— Instructions for the task —
Reproduce each of the following items verbatim, line by line, omitting the pictures from your answer.

Collected data entries:
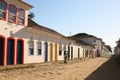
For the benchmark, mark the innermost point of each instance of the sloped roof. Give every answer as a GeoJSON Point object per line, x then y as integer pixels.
{"type": "Point", "coordinates": [33, 24]}
{"type": "Point", "coordinates": [80, 41]}
{"type": "Point", "coordinates": [84, 35]}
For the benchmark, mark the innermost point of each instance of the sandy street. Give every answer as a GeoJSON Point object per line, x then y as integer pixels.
{"type": "Point", "coordinates": [73, 70]}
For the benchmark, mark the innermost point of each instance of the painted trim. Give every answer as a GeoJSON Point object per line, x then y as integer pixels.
{"type": "Point", "coordinates": [15, 14]}
{"type": "Point", "coordinates": [4, 46]}
{"type": "Point", "coordinates": [22, 50]}
{"type": "Point", "coordinates": [6, 10]}
{"type": "Point", "coordinates": [56, 52]}
{"type": "Point", "coordinates": [18, 17]}
{"type": "Point", "coordinates": [14, 51]}
{"type": "Point", "coordinates": [51, 51]}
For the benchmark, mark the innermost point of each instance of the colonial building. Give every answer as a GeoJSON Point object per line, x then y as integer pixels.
{"type": "Point", "coordinates": [13, 18]}
{"type": "Point", "coordinates": [96, 43]}
{"type": "Point", "coordinates": [23, 41]}
{"type": "Point", "coordinates": [117, 49]}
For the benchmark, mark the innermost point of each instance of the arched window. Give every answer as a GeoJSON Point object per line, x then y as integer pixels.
{"type": "Point", "coordinates": [21, 16]}
{"type": "Point", "coordinates": [12, 13]}
{"type": "Point", "coordinates": [3, 9]}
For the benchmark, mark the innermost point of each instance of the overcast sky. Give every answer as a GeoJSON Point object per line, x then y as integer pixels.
{"type": "Point", "coordinates": [100, 18]}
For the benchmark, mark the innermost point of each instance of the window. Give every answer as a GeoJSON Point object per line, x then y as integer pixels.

— Completed task —
For the benchmark, mark the innermost point of each instance of the sloped roof. Give every answer as a GeoJSON Point object per line, x then y as integer pixels.
{"type": "Point", "coordinates": [33, 24]}
{"type": "Point", "coordinates": [80, 41]}
{"type": "Point", "coordinates": [84, 35]}
For the benchmark, mark the innermost point of each instance of the sandy street. Give every answer as a GeoJSON Point object per line, x then y as integer pixels.
{"type": "Point", "coordinates": [73, 70]}
For the benchmark, mark the innermost point of each instance of the painted trim. Give every answer as a GeoJSON Point object per line, x then y as integer pixels.
{"type": "Point", "coordinates": [15, 14]}
{"type": "Point", "coordinates": [4, 46]}
{"type": "Point", "coordinates": [22, 50]}
{"type": "Point", "coordinates": [6, 10]}
{"type": "Point", "coordinates": [56, 52]}
{"type": "Point", "coordinates": [18, 17]}
{"type": "Point", "coordinates": [14, 51]}
{"type": "Point", "coordinates": [51, 51]}
For the benchmark, mark the innermost point of each instance of the colonial building. Give every answer as a GeoJSON Point object per line, x then y as integer pixels.
{"type": "Point", "coordinates": [13, 18]}
{"type": "Point", "coordinates": [96, 43]}
{"type": "Point", "coordinates": [23, 41]}
{"type": "Point", "coordinates": [117, 49]}
For the benchmark, mark the innermost point of each instance of the arched window. Give every answer as a GeoJSON Point object per line, x then y as integer pixels.
{"type": "Point", "coordinates": [21, 16]}
{"type": "Point", "coordinates": [12, 13]}
{"type": "Point", "coordinates": [3, 9]}
For the benchmark, mark the innermost point of each instance of the overcast sky. Give every answer as a GeoJSON Point object per line, x then y as integer pixels.
{"type": "Point", "coordinates": [100, 18]}
For the benchmark, mark the innermost point of each instance of the window. Give every answer as a GeoJSON Point object per line, x then y as integer pixels.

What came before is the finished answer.